• **Problem to solve**
How many of the lines below contain the string "street"? Reply with the number only.

──────

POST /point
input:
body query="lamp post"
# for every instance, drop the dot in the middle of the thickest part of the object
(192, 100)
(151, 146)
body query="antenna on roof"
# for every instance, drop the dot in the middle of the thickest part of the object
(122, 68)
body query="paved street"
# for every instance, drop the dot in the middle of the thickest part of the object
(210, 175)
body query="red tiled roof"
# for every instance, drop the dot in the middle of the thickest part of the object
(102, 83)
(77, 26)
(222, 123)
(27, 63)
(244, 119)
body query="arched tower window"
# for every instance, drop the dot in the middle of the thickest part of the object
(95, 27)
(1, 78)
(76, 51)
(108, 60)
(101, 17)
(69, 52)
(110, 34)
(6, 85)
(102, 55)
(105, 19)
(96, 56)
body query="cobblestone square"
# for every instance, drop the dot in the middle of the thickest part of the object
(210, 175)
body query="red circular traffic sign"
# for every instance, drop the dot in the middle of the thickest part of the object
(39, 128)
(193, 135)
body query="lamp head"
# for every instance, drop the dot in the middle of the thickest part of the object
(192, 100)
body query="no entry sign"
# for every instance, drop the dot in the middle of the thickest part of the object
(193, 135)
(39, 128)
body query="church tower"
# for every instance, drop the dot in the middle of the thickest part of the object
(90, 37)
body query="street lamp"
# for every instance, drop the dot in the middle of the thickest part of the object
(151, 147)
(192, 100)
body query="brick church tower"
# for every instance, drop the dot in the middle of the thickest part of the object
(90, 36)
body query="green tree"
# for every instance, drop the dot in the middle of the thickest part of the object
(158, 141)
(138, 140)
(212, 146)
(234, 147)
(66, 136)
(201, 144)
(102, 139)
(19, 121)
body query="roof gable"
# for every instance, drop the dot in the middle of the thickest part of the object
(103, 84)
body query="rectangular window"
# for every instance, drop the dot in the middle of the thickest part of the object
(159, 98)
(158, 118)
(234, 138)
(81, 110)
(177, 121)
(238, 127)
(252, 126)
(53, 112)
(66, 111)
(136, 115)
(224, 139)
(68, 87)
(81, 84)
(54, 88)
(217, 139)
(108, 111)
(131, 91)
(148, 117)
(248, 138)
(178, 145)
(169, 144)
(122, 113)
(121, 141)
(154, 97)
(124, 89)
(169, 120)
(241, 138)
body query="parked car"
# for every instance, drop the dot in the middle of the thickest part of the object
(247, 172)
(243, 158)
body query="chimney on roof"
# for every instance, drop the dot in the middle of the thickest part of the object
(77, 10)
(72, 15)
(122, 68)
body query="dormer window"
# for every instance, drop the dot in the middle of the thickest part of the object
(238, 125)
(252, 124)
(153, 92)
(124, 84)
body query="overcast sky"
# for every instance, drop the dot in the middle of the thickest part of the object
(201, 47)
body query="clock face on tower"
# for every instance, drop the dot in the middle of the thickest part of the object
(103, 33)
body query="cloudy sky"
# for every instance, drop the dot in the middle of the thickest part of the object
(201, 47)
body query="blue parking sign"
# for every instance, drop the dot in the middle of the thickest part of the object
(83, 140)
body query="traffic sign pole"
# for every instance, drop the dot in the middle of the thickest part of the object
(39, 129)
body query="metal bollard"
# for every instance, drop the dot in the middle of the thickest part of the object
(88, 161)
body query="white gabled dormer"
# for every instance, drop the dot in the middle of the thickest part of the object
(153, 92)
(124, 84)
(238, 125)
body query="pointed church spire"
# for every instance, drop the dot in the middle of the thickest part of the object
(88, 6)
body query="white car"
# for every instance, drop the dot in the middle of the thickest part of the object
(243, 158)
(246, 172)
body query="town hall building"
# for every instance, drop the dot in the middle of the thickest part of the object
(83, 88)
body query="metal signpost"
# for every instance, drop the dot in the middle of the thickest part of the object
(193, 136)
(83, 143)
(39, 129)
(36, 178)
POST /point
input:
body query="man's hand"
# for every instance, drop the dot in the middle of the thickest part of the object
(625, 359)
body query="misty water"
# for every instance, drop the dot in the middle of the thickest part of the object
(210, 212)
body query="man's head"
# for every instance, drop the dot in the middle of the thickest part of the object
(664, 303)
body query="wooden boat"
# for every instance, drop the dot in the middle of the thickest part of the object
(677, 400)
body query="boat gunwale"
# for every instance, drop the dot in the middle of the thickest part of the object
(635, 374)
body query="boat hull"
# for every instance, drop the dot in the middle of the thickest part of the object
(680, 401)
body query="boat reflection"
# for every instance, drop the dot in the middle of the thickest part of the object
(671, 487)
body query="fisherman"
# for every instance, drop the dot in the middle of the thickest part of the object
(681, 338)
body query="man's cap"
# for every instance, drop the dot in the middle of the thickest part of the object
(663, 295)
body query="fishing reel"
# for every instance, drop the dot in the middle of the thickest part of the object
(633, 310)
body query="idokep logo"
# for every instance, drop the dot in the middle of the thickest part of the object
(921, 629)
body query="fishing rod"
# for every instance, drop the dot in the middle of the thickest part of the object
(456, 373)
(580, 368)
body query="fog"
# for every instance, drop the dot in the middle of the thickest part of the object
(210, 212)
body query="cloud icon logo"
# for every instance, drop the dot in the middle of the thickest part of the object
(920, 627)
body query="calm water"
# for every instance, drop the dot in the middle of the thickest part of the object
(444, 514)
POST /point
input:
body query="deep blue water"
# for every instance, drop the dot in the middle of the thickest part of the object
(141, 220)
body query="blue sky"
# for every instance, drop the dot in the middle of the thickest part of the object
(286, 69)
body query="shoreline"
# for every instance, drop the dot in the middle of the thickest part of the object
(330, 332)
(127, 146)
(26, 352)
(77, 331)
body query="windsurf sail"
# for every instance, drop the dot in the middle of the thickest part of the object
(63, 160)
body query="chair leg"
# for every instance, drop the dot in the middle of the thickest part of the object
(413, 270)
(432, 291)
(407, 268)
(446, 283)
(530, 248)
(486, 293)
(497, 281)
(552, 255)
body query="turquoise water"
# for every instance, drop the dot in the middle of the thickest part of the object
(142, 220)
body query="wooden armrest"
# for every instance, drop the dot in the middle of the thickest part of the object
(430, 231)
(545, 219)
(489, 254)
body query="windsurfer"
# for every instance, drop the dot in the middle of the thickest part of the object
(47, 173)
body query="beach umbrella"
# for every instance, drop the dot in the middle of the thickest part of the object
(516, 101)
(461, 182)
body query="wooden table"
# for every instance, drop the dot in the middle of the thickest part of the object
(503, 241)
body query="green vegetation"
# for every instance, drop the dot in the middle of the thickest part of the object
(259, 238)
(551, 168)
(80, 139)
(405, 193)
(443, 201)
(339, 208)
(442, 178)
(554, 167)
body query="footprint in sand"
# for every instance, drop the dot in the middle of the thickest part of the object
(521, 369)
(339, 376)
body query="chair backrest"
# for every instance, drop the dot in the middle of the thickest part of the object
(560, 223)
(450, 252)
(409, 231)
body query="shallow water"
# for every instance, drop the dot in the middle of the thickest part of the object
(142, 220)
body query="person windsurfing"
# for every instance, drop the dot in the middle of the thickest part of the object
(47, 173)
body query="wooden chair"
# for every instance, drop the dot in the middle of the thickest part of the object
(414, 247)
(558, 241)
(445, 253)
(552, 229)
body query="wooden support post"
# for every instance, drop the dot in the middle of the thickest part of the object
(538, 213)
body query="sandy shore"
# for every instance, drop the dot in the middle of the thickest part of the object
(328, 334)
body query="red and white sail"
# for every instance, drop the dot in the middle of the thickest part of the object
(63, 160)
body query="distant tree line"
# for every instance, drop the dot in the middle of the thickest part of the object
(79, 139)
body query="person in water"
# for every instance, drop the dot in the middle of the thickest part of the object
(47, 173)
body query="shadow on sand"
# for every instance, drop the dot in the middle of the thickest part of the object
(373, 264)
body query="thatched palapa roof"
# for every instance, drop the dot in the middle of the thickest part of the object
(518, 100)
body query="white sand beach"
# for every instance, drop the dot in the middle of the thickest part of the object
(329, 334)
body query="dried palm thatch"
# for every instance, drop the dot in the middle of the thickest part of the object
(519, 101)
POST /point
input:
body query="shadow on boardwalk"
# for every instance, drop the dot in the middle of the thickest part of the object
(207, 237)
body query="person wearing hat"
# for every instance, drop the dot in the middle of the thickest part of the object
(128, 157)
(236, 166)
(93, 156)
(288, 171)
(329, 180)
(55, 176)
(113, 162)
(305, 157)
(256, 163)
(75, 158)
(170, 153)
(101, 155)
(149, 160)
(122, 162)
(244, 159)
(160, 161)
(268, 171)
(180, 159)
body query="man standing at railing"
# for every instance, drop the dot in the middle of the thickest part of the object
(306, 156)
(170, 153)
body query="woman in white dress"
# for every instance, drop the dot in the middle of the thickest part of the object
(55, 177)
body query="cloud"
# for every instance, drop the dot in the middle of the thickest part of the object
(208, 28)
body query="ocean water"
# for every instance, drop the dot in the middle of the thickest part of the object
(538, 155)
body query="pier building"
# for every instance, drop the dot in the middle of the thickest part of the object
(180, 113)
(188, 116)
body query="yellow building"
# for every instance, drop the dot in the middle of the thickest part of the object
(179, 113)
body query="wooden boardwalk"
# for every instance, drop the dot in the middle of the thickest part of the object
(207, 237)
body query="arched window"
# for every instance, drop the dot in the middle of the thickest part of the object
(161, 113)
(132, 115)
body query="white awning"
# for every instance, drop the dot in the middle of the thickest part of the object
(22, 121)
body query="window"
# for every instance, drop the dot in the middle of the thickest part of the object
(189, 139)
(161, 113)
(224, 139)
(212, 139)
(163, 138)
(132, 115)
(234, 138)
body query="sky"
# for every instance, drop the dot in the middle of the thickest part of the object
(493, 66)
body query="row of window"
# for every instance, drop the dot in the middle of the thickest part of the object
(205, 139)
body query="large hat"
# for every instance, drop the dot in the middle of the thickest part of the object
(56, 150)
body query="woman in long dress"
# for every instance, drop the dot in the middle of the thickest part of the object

──────

• **Answer to this exercise**
2